**AVAILABLE RECORDS**:
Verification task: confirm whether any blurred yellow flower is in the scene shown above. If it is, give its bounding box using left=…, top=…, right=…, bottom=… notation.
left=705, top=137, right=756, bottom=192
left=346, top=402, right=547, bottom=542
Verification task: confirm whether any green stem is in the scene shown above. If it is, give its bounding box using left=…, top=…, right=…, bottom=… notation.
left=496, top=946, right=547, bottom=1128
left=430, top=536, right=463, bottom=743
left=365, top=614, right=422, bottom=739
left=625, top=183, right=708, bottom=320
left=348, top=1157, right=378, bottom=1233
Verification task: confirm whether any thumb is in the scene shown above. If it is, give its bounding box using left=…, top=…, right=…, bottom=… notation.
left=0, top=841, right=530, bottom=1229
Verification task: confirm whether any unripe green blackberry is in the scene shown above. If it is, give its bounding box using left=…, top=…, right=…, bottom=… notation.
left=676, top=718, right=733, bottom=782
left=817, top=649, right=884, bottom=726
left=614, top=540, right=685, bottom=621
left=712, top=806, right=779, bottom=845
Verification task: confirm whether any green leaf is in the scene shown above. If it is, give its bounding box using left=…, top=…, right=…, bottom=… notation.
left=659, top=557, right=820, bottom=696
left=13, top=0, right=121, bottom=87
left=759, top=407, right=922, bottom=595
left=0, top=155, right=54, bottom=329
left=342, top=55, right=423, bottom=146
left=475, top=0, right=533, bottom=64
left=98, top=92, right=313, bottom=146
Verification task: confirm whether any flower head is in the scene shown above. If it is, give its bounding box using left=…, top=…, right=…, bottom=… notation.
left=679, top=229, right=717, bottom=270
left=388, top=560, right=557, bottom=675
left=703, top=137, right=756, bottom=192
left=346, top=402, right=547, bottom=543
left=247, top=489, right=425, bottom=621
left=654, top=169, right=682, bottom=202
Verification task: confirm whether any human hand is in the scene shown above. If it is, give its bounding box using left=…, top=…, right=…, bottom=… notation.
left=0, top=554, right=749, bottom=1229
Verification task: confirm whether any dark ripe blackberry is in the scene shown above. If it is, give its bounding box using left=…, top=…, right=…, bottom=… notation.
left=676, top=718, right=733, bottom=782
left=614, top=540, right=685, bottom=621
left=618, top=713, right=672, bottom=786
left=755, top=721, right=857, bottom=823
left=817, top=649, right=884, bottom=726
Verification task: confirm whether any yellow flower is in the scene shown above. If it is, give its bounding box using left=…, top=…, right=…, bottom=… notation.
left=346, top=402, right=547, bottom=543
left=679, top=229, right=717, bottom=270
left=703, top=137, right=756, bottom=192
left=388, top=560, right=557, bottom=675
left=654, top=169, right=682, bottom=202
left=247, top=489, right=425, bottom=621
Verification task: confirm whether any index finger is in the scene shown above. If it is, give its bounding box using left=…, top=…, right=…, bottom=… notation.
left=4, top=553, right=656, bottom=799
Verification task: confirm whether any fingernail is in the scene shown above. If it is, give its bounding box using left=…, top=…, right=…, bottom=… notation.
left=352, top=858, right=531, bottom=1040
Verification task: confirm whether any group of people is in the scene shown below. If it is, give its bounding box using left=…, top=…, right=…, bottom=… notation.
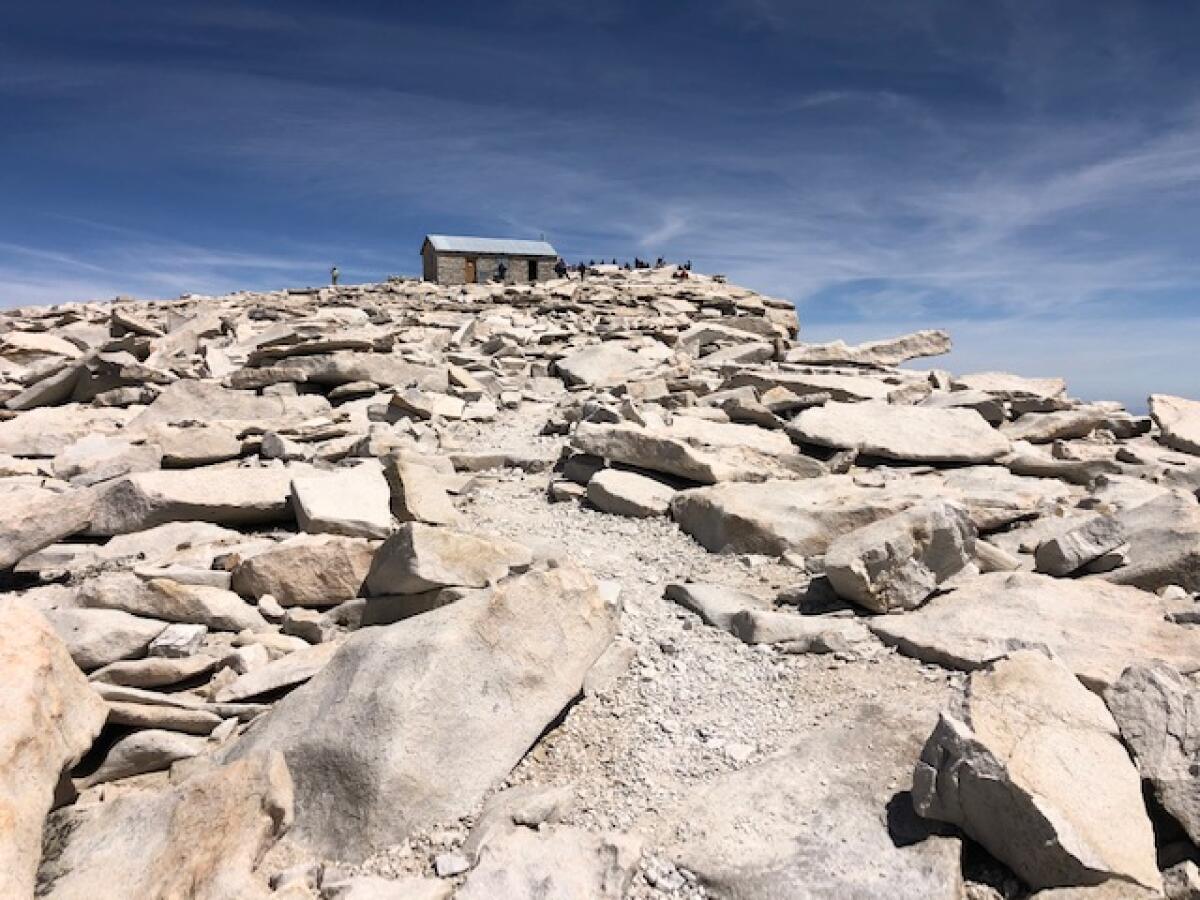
left=554, top=257, right=691, bottom=281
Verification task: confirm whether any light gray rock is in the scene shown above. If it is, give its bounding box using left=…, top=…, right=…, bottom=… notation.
left=225, top=568, right=617, bottom=858
left=1104, top=662, right=1200, bottom=842
left=366, top=522, right=533, bottom=596
left=869, top=572, right=1200, bottom=690
left=1001, top=407, right=1108, bottom=444
left=788, top=402, right=1009, bottom=463
left=1034, top=516, right=1126, bottom=576
left=383, top=456, right=461, bottom=526
left=0, top=488, right=96, bottom=570
left=0, top=601, right=108, bottom=900
left=462, top=785, right=575, bottom=865
left=46, top=608, right=167, bottom=672
left=1102, top=492, right=1200, bottom=592
left=785, top=331, right=953, bottom=366
left=571, top=416, right=824, bottom=485
left=913, top=650, right=1162, bottom=890
left=146, top=622, right=209, bottom=659
left=1163, top=859, right=1200, bottom=900
left=90, top=467, right=302, bottom=535
left=292, top=461, right=395, bottom=538
left=233, top=534, right=374, bottom=607
left=554, top=343, right=652, bottom=388
left=79, top=728, right=208, bottom=788
left=950, top=372, right=1067, bottom=400
left=142, top=422, right=242, bottom=468
left=91, top=654, right=217, bottom=688
left=41, top=754, right=293, bottom=900
left=824, top=503, right=976, bottom=612
left=1150, top=394, right=1200, bottom=456
left=79, top=574, right=268, bottom=631
left=130, top=379, right=330, bottom=431
left=457, top=826, right=642, bottom=900
left=588, top=469, right=674, bottom=518
left=50, top=434, right=162, bottom=485
left=215, top=643, right=340, bottom=703
left=667, top=695, right=962, bottom=900
left=662, top=582, right=769, bottom=634
left=320, top=875, right=454, bottom=900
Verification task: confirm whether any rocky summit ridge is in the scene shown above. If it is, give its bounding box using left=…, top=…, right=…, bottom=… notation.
left=0, top=266, right=1200, bottom=900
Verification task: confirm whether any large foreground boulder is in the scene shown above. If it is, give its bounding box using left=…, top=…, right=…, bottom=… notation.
left=869, top=572, right=1200, bottom=690
left=225, top=568, right=617, bottom=858
left=788, top=402, right=1008, bottom=463
left=1104, top=662, right=1200, bottom=844
left=913, top=650, right=1162, bottom=890
left=826, top=503, right=976, bottom=612
left=0, top=601, right=108, bottom=899
left=0, top=488, right=96, bottom=569
left=667, top=696, right=962, bottom=900
left=40, top=754, right=292, bottom=900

**YOUR TASK**: Transcribe the whole listing above word for word, leaving the pictures out.

**OUTPUT FOR THIS TASK**:
Verification task: confirm whether any blurred yellow flower is in the scene shown above. If it is, give its bounding box using left=…, top=…, right=…, bottom=… notation.
left=705, top=137, right=756, bottom=192
left=346, top=402, right=547, bottom=542
Verification task: confirm whether any green stem is in the scene shown above. If it is, give its bounding box using left=…, top=…, right=…, bottom=… notation.
left=496, top=946, right=547, bottom=1128
left=430, top=536, right=463, bottom=743
left=365, top=614, right=422, bottom=739
left=625, top=183, right=708, bottom=320
left=348, top=1157, right=378, bottom=1233
Verification task: confirm whether any thumb is in the scene shown above. If it is, give its bounding box using left=…, top=…, right=…, bottom=… notation.
left=0, top=841, right=530, bottom=1229
Verification task: confirm whether any unripe green blackberry is in the scene shown above. If it is, give its bounding box using left=…, top=…, right=…, bottom=… notation.
left=676, top=718, right=733, bottom=782
left=817, top=649, right=884, bottom=726
left=614, top=540, right=685, bottom=621
left=712, top=806, right=779, bottom=845
Verification task: confirm whether any green leaf is in the scene shown above. If it is, give its bounding box using left=…, top=…, right=…, bottom=… notation.
left=659, top=557, right=820, bottom=696
left=13, top=0, right=121, bottom=87
left=759, top=407, right=922, bottom=595
left=0, top=155, right=54, bottom=329
left=342, top=55, right=423, bottom=146
left=475, top=0, right=533, bottom=64
left=98, top=92, right=313, bottom=146
Verification task: confirm whether any flower head is in the scene shown above. If it is, give its bounding box using left=…, top=…, right=…, bottom=… notation.
left=679, top=229, right=717, bottom=270
left=388, top=560, right=557, bottom=675
left=703, top=137, right=756, bottom=192
left=346, top=402, right=547, bottom=543
left=247, top=489, right=425, bottom=621
left=654, top=169, right=682, bottom=202
Verification task: confirm whether any human hand is in the scene shown above. If it is, give its bounding box using left=…, top=…, right=…, bottom=… notation.
left=0, top=554, right=749, bottom=1229
Verification task: confirm whether any dark ripe blackberry is in the scene shown above. If it is, give its bounding box using left=…, top=…, right=…, bottom=… notation.
left=676, top=718, right=733, bottom=782
left=614, top=540, right=685, bottom=621
left=618, top=713, right=672, bottom=786
left=755, top=721, right=857, bottom=823
left=817, top=649, right=884, bottom=726
Verification task: confirm whether any yellow flower is in the scene shown above. If it is, give its bounding box using left=…, top=…, right=…, bottom=… notation.
left=346, top=402, right=547, bottom=543
left=679, top=229, right=717, bottom=270
left=703, top=137, right=756, bottom=192
left=388, top=560, right=557, bottom=675
left=654, top=169, right=682, bottom=202
left=247, top=489, right=425, bottom=621
Verification task: confirm whether any index finger is in the scene shown above. If it is, give its bounding box using left=…, top=…, right=…, bottom=… notation.
left=4, top=553, right=656, bottom=799
Verification task: confirm whether any fingernail is in the scene shown above. If it is, give its bounding box using left=…, top=…, right=…, bottom=… notation.
left=352, top=858, right=531, bottom=1040
Verification task: confirm whether any group of people is in the scene shown below. If it is, give its bounding box using left=…, top=…, right=…, bottom=… notation.
left=554, top=257, right=691, bottom=281
Verification task: confirm whether any light gray rock is in the scene shown above. If it is, give its bounding box using left=…, top=…, right=…, bottom=… notation.
left=225, top=568, right=617, bottom=858
left=1104, top=662, right=1200, bottom=842
left=366, top=522, right=533, bottom=596
left=869, top=572, right=1200, bottom=690
left=1001, top=407, right=1108, bottom=444
left=788, top=402, right=1009, bottom=463
left=1034, top=516, right=1126, bottom=576
left=383, top=456, right=461, bottom=526
left=0, top=488, right=96, bottom=570
left=0, top=601, right=108, bottom=900
left=462, top=785, right=575, bottom=865
left=46, top=608, right=167, bottom=672
left=1102, top=492, right=1200, bottom=592
left=785, top=331, right=953, bottom=366
left=571, top=416, right=824, bottom=485
left=913, top=650, right=1162, bottom=890
left=146, top=622, right=209, bottom=659
left=1163, top=859, right=1200, bottom=900
left=90, top=467, right=302, bottom=535
left=292, top=461, right=395, bottom=538
left=233, top=534, right=374, bottom=607
left=554, top=343, right=652, bottom=388
left=79, top=728, right=208, bottom=788
left=950, top=372, right=1067, bottom=400
left=142, top=422, right=242, bottom=468
left=91, top=654, right=217, bottom=688
left=41, top=754, right=293, bottom=900
left=824, top=503, right=976, bottom=612
left=1150, top=394, right=1200, bottom=456
left=79, top=574, right=268, bottom=631
left=130, top=379, right=330, bottom=431
left=457, top=826, right=642, bottom=900
left=588, top=469, right=674, bottom=518
left=50, top=434, right=162, bottom=485
left=215, top=643, right=340, bottom=703
left=667, top=695, right=962, bottom=900
left=662, top=582, right=769, bottom=634
left=320, top=875, right=454, bottom=900
Verification task: confirm whether any rocky summit ridge is in the scene shown above. If it is, give its bounding box using left=…, top=…, right=…, bottom=… notation.
left=0, top=266, right=1200, bottom=900
Verification task: confirm whether any large foreground boulder is in the scene shown above. If it is, give its bounding box using left=…, top=…, right=…, bottom=… notation.
left=869, top=572, right=1200, bottom=690
left=225, top=568, right=617, bottom=858
left=788, top=402, right=1008, bottom=463
left=1104, top=662, right=1200, bottom=844
left=913, top=650, right=1162, bottom=890
left=826, top=503, right=976, bottom=612
left=0, top=601, right=108, bottom=899
left=0, top=488, right=96, bottom=569
left=667, top=696, right=962, bottom=900
left=40, top=754, right=292, bottom=900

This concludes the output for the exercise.